### Your task
Give the data again in its entirety, exactly as provided.

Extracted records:
========================================================================

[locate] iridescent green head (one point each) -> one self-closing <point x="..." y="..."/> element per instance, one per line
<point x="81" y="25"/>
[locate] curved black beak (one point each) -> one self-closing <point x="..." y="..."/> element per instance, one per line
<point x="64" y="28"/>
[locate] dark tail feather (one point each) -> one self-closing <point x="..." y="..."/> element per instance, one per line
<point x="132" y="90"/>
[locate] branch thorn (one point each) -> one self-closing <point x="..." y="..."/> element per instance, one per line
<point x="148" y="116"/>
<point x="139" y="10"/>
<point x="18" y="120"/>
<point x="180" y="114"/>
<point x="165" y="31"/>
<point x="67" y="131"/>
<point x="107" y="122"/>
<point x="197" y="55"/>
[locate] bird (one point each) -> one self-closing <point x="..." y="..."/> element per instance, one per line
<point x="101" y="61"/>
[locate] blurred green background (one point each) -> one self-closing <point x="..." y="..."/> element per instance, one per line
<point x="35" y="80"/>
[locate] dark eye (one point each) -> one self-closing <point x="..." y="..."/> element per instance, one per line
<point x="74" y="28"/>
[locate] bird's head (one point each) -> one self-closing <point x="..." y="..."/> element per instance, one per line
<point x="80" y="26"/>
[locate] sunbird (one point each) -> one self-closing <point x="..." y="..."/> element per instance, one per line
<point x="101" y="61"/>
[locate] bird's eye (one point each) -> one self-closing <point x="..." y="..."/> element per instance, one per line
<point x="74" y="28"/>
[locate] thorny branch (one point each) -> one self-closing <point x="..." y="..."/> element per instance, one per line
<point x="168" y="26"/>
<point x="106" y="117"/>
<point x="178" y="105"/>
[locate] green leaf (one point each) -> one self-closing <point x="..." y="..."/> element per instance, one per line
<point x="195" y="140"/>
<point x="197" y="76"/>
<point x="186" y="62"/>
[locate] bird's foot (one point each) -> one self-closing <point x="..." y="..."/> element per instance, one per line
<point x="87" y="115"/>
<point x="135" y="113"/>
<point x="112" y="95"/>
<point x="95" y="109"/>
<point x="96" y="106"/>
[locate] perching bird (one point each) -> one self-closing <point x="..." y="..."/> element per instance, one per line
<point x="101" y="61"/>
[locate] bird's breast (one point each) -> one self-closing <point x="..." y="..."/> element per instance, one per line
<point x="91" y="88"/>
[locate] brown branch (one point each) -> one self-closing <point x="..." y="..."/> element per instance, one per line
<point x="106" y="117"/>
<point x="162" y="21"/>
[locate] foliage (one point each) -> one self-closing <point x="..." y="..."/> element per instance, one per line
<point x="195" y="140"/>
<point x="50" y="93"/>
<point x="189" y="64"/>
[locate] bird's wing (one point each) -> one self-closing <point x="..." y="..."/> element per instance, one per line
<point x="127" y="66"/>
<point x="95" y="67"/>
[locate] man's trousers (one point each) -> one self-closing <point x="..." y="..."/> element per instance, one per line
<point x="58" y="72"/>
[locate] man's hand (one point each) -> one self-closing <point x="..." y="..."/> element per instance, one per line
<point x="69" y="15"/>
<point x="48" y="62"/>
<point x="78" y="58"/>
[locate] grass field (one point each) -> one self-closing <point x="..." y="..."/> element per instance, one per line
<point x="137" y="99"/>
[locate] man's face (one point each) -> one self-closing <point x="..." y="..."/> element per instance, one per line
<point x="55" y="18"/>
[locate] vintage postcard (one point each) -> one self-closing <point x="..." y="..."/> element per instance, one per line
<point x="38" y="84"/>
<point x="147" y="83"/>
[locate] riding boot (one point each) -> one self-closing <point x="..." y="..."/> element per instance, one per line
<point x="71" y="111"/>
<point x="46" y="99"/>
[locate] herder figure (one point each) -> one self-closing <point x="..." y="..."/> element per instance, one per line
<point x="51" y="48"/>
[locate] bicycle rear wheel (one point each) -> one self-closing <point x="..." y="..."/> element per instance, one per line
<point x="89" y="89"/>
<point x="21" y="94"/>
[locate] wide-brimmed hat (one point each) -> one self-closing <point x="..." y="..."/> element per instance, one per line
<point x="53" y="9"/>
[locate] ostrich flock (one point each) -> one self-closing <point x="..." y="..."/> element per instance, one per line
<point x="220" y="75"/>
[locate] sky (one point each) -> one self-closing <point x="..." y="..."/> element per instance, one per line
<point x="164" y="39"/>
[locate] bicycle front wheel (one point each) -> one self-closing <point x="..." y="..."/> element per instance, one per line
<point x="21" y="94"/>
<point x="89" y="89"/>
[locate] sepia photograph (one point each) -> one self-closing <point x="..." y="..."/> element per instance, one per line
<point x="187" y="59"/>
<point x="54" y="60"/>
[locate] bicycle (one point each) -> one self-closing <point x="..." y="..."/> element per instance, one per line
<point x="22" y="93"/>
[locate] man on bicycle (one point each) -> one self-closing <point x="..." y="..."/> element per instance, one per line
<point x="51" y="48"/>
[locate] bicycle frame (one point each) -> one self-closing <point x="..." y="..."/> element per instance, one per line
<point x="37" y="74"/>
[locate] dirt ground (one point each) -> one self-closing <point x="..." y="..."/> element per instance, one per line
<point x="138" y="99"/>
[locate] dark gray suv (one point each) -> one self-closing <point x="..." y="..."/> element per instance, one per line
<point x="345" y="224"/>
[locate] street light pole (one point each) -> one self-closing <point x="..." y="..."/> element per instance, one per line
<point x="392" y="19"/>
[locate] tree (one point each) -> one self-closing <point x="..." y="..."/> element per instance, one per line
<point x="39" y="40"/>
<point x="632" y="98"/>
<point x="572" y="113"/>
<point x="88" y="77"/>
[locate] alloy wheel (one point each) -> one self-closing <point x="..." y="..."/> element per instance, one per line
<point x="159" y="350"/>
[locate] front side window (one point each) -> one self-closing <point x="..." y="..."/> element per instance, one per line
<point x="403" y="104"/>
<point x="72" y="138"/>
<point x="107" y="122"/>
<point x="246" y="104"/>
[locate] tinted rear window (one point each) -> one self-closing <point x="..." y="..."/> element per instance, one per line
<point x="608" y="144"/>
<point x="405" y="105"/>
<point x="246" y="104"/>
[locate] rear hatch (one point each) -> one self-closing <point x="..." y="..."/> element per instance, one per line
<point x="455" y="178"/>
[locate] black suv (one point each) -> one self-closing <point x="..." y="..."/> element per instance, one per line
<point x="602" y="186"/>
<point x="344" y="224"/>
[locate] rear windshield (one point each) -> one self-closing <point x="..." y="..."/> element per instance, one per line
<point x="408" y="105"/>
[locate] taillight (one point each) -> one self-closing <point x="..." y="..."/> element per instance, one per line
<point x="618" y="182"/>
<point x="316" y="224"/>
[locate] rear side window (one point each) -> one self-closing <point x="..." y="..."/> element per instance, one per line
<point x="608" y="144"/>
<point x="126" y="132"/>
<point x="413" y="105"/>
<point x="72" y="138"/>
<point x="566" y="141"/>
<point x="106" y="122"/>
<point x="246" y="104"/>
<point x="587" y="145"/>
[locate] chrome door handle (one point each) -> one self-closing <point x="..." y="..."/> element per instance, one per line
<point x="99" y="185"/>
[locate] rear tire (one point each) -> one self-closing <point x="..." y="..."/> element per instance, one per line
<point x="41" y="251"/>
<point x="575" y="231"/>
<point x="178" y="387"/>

========================================================================

### Output below
[locate] iridescent green head (one point each) -> one self-closing <point x="..." y="..."/> element per instance, one per line
<point x="81" y="25"/>
[locate] curved black beak (one point each) -> one self-closing <point x="..." y="..."/> element per instance, one per line
<point x="64" y="28"/>
[locate] dark tail feather (one point each) -> one self-closing <point x="..." y="..."/> element per instance, one per line
<point x="132" y="90"/>
[locate] branch thorn (one point each) -> one self-closing <point x="..." y="..."/> element per instance, one per line
<point x="148" y="116"/>
<point x="139" y="10"/>
<point x="18" y="120"/>
<point x="180" y="114"/>
<point x="165" y="31"/>
<point x="67" y="131"/>
<point x="107" y="122"/>
<point x="197" y="55"/>
[locate] bird (one point each) -> one self-closing <point x="..." y="..."/> element per instance, one per line
<point x="101" y="61"/>
[locate] blurred green background (one point each) -> one self-closing <point x="..." y="..."/> element per instance, one per line
<point x="35" y="80"/>
[locate] dark eye (one point each) -> one self-closing <point x="..." y="..."/> element per instance, one per line
<point x="74" y="28"/>
[locate] bird's head (one point each) -> one self-closing <point x="..." y="..."/> element per instance, one per line
<point x="80" y="26"/>
[locate] sunbird (one point each) -> one self-closing <point x="..." y="..."/> element per instance, one per line
<point x="101" y="61"/>
[locate] bird's eye (one point each) -> one self-closing <point x="..." y="..."/> element per instance, one per line
<point x="74" y="28"/>
[locate] thorny branch (one point each) -> one self-closing <point x="..." y="..."/> element per instance, one per line
<point x="168" y="26"/>
<point x="106" y="117"/>
<point x="178" y="105"/>
[locate] green leaf (one point each) -> one self-closing <point x="..." y="..."/> element per instance, one per line
<point x="195" y="140"/>
<point x="197" y="76"/>
<point x="186" y="62"/>
[locate] bird's foot (one point each) -> one self-closing <point x="..." y="..."/> element per instance, one per line
<point x="87" y="115"/>
<point x="135" y="113"/>
<point x="112" y="95"/>
<point x="95" y="109"/>
<point x="96" y="106"/>
[locate] perching bird (one point each) -> one self-closing <point x="..." y="..."/> element per instance, one per line
<point x="101" y="61"/>
[locate] bird's breast (one point each) -> one self-closing <point x="..." y="..."/> element per instance, one per line
<point x="91" y="88"/>
[locate] brown branch (one point each) -> one self-closing <point x="..." y="..."/> element per instance, one per line
<point x="106" y="117"/>
<point x="162" y="21"/>
[locate] foliage (one point each) -> one self-closing <point x="..." y="..."/> element per instance, one per line
<point x="195" y="140"/>
<point x="50" y="93"/>
<point x="189" y="64"/>
[locate] bird's wing (one point each) -> one self-closing <point x="..." y="..."/> element per instance, one per line
<point x="127" y="66"/>
<point x="95" y="67"/>
[locate] man's trousers (one point each) -> one self-closing <point x="..." y="..."/> element per instance, one per line
<point x="58" y="72"/>
[locate] man's hand (one point each) -> one self-closing <point x="..." y="..."/> element per instance, one per line
<point x="69" y="15"/>
<point x="48" y="62"/>
<point x="78" y="58"/>
[locate] grass field (one point each) -> one self-closing <point x="..." y="..."/> element per instance, one per line
<point x="137" y="99"/>
[locate] man's face (one point each) -> one self-closing <point x="..." y="..."/> element per instance, one per line
<point x="55" y="18"/>
[locate] vintage postcard (one point each) -> one self-closing <point x="..." y="..."/> element per instance, one per line
<point x="38" y="84"/>
<point x="147" y="83"/>
[locate] riding boot (one point each) -> one self-closing <point x="..." y="..."/> element per instance, one per line
<point x="71" y="111"/>
<point x="46" y="99"/>
[locate] herder figure (one point each) -> one self-closing <point x="..." y="..."/> element per instance, one per line
<point x="51" y="48"/>
[locate] bicycle rear wheel (one point each) -> one self-closing <point x="..." y="..."/> element per instance, one per line
<point x="89" y="89"/>
<point x="21" y="94"/>
[locate] wide-brimmed hat (one point each) -> one self-closing <point x="..." y="..."/> element per instance, one per line
<point x="53" y="9"/>
[locate] ostrich flock (one point each) -> one self-closing <point x="..." y="..."/> element per instance, one per line
<point x="220" y="75"/>
[locate] sky (one point each) -> one self-closing <point x="..." y="..."/> element per instance, one per line
<point x="164" y="39"/>
[locate] bicycle front wheel (one point each) -> one self-closing <point x="..." y="..."/> element per instance, one per line
<point x="21" y="94"/>
<point x="89" y="89"/>
[locate] sepia photograph (one point each) -> one self-closing <point x="..." y="..."/> element per instance, one per line
<point x="187" y="59"/>
<point x="54" y="60"/>
[locate] bicycle (one point each) -> one self-closing <point x="..." y="..."/> element per instance, one per line
<point x="22" y="93"/>
[locate] man on bicycle (one point each) -> one self-closing <point x="..." y="..."/> element per instance, one per line
<point x="51" y="48"/>
[locate] bicycle frame (one point each) -> one self-closing <point x="..." y="..."/> element per instance, one per line
<point x="37" y="74"/>
[locate] dirt ground (one point each) -> one self-closing <point x="..." y="..."/> element per instance, one per line
<point x="138" y="99"/>
[locate] dark gray suv (one point each) -> one self-closing <point x="..." y="..."/> element per instance, one per line
<point x="345" y="224"/>
[locate] street light pole (one point each) -> one self-closing <point x="..." y="..."/> element per instance, one per line
<point x="392" y="19"/>
[locate] tree (one point each) -> one self-closing <point x="..." y="..."/> element per instance, one per line
<point x="39" y="40"/>
<point x="632" y="98"/>
<point x="572" y="113"/>
<point x="88" y="77"/>
[locate] alloy wheel (one point each) -> one self-closing <point x="..." y="..."/> element per instance, one per line
<point x="159" y="350"/>
[locate] front side window (one point each) -> one self-closing <point x="..." y="..."/> element per instance, one per line
<point x="403" y="104"/>
<point x="72" y="138"/>
<point x="107" y="122"/>
<point x="246" y="104"/>
[locate] tinted rear window (one point each) -> one self-closing <point x="..." y="..."/> element per instance, one per line
<point x="608" y="144"/>
<point x="405" y="105"/>
<point x="246" y="104"/>
[locate] rear hatch (one point each) -> one self-closing <point x="..." y="..."/> element per instance, one per line
<point x="455" y="178"/>
[locate] black suv (one point each) -> one self-closing <point x="..." y="..."/> element per instance, one per line
<point x="602" y="186"/>
<point x="344" y="224"/>
[locate] rear windshield (one point each) -> one self-closing <point x="..." y="..."/> element per instance, one per line
<point x="408" y="105"/>
[locate] taillight (one point each) -> one self-closing <point x="..." y="..."/> element per instance, one per line
<point x="618" y="182"/>
<point x="316" y="224"/>
[locate] rear side window (one point each) -> one self-closing <point x="..." y="..."/> element per instance, one per line
<point x="608" y="144"/>
<point x="126" y="132"/>
<point x="413" y="105"/>
<point x="72" y="138"/>
<point x="566" y="141"/>
<point x="106" y="122"/>
<point x="246" y="104"/>
<point x="587" y="145"/>
[locate] chrome door handle (one point each) -> one self-closing <point x="..." y="..."/> element per instance, one per line
<point x="99" y="185"/>
[locate] rear tire (one point each) -> one self-closing <point x="..." y="..."/> element per instance, one per line
<point x="41" y="251"/>
<point x="575" y="231"/>
<point x="178" y="387"/>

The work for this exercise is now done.